[What you need to do]:
All of the entries should be written out again exactly.

== Segment start ==

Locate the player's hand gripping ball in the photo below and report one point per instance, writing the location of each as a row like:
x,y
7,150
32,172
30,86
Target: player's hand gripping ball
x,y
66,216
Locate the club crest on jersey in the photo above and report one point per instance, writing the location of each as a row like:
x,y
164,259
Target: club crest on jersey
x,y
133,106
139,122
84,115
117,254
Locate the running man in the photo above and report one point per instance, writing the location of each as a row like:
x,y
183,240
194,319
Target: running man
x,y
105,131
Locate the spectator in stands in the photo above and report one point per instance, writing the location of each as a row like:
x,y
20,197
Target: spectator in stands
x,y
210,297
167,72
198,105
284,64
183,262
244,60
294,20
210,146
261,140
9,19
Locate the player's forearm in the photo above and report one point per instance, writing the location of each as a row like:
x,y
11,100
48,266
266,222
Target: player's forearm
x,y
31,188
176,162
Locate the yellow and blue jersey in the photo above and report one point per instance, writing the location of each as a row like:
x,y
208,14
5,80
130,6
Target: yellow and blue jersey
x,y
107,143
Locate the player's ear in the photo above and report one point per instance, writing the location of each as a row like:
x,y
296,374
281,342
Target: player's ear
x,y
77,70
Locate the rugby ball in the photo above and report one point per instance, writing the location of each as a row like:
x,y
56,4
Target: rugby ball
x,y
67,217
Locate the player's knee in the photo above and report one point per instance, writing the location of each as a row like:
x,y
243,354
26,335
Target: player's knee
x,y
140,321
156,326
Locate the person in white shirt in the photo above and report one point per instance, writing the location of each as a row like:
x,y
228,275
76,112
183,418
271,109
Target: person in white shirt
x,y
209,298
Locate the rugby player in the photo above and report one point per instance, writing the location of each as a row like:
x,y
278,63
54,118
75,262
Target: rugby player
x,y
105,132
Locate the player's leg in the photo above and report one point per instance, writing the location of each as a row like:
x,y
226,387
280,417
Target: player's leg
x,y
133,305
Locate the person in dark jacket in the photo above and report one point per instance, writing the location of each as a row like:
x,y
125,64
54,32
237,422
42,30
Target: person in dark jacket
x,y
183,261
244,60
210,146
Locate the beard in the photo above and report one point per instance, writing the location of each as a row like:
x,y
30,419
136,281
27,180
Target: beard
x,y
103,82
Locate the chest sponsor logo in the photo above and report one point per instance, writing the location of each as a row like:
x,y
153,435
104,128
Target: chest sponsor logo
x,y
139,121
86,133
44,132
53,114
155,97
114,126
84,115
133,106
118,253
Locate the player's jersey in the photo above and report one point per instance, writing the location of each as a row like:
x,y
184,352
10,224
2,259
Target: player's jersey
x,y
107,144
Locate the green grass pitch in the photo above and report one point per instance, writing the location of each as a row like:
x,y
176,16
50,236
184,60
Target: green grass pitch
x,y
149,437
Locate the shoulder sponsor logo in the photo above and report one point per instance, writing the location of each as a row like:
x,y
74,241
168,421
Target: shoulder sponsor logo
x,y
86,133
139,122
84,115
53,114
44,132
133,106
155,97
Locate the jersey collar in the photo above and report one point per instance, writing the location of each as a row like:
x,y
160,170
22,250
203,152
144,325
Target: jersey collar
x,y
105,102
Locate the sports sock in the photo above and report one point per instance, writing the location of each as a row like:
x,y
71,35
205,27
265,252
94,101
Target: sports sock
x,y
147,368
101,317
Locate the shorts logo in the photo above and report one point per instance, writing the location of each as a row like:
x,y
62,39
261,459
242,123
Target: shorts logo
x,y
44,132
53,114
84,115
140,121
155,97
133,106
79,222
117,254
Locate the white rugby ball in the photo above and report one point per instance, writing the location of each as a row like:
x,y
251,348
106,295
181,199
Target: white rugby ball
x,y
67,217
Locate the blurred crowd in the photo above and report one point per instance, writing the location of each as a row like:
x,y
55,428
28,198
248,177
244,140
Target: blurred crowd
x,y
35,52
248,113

== Segment end ==

[Solved problem]:
Locate the player's hand gripping ball in the photo below and report one point per instance, writing the location of each as a row like:
x,y
7,150
32,172
30,86
Target: player's hand gripping ball
x,y
66,216
Locate the club crest on jersey in the photo above and report one point per instance, writing the location of each as a row like:
x,y
164,259
Target: club crest on jersey
x,y
133,106
139,122
84,115
117,254
Locate the running man in the photo above and report one point per instance, writing the location of each as a row like:
x,y
183,240
194,319
Target: running man
x,y
105,131
Locate the spectator in stands in the photo above and report one point per instance, writing the location of each as a row like:
x,y
20,197
Target: spectator in stands
x,y
210,297
167,72
198,105
284,64
183,262
244,60
294,20
210,146
261,140
9,19
Locate the player's forearm in the photo above and report one point per instance, writing the location of each as a row like:
x,y
11,100
48,266
266,222
Target: player's forearm
x,y
31,188
176,162
Locate the yellow and blue jersey in the photo above and report one point per instance, writing the location of each as a row like:
x,y
208,14
5,80
130,6
Target: yellow and blue jersey
x,y
107,143
Locate the player's ear in the photo above and report one point per instance, writing the location of each as a row like:
x,y
296,374
281,342
Target: player's ear
x,y
77,70
Locate the rugby ball in the photo above and report one point per instance, writing the location of each as a row like:
x,y
56,4
Target: rugby ball
x,y
67,217
Locate the player's knee in the photo above and report one point per instance, writing the location of each as a row like:
x,y
243,354
26,335
Target: player's knee
x,y
140,321
156,326
Locate the person in white shirt in the photo above and report one point per instance, writing the location of each as a row like:
x,y
228,275
76,112
183,418
271,109
Target: person in white shirt
x,y
209,298
Locate the rugby player in the photo above and report one point per instance, writing the location of each as a row like:
x,y
278,63
54,118
75,262
Target: rugby player
x,y
105,132
Locate the player's leg in the photo above and report one point per instance, writing the location of each as a row like:
x,y
226,387
280,417
Target: player's leg
x,y
133,305
Locate the person in dark jacket in the photo above and report one point per instance, writing the location of each as a row like:
x,y
125,64
54,32
237,422
42,30
Target: person in dark jacket
x,y
183,261
244,60
210,146
Locate the beard in the photo above and report one point per instance, writing the location of each as a row like:
x,y
30,419
136,281
27,180
Target: beard
x,y
103,82
Locate the chest sponsor logo in the photo above and report one point per instance, writing the location of each as a row like:
x,y
153,435
104,128
Target: chest sponsor logo
x,y
139,121
86,133
44,132
53,114
155,97
114,126
84,115
133,106
118,253
Locate the player's jersey in the photo above and report one point per instance, writing the location of each as a row like:
x,y
184,352
10,224
2,259
Target: player's jersey
x,y
107,144
Locate the green grass pitch in the photo above and report one point per instance, writing the location of each as a row like:
x,y
176,16
50,236
184,60
Target: green grass pitch
x,y
149,437
Locate the shoulder sponsor logo in the photo above and report one point per instance, writing the location of each as a row like:
x,y
74,241
168,421
Target: shoulder sponsor logo
x,y
86,133
139,122
84,115
53,114
44,132
133,106
155,97
Locate the jersey collar in the photo above and report one point per instance, writing the location of each as a row like:
x,y
160,170
22,250
203,152
144,325
Target: jersey collar
x,y
105,102
Locate the sports sock in the photo above and report one point per instance, writing the location of each as a row like:
x,y
71,35
205,27
265,252
94,101
Target: sports sock
x,y
147,368
101,317
Locate the shorts logo in the photo above and report one point per instance, writing the location of each as a row like:
x,y
62,39
261,459
242,123
Target: shorts logo
x,y
44,132
53,114
84,115
140,121
155,97
133,106
79,222
117,254
Locate the white rugby ball in the photo above and report one point per instance, writing the location of each as a row like:
x,y
251,348
106,295
181,199
Target: white rugby ball
x,y
67,217
Locate the blurred crowd in the photo above and report one point per instance, writing the location of each as a row like:
x,y
55,428
28,198
248,177
244,140
Target: blurred crowd
x,y
35,52
248,113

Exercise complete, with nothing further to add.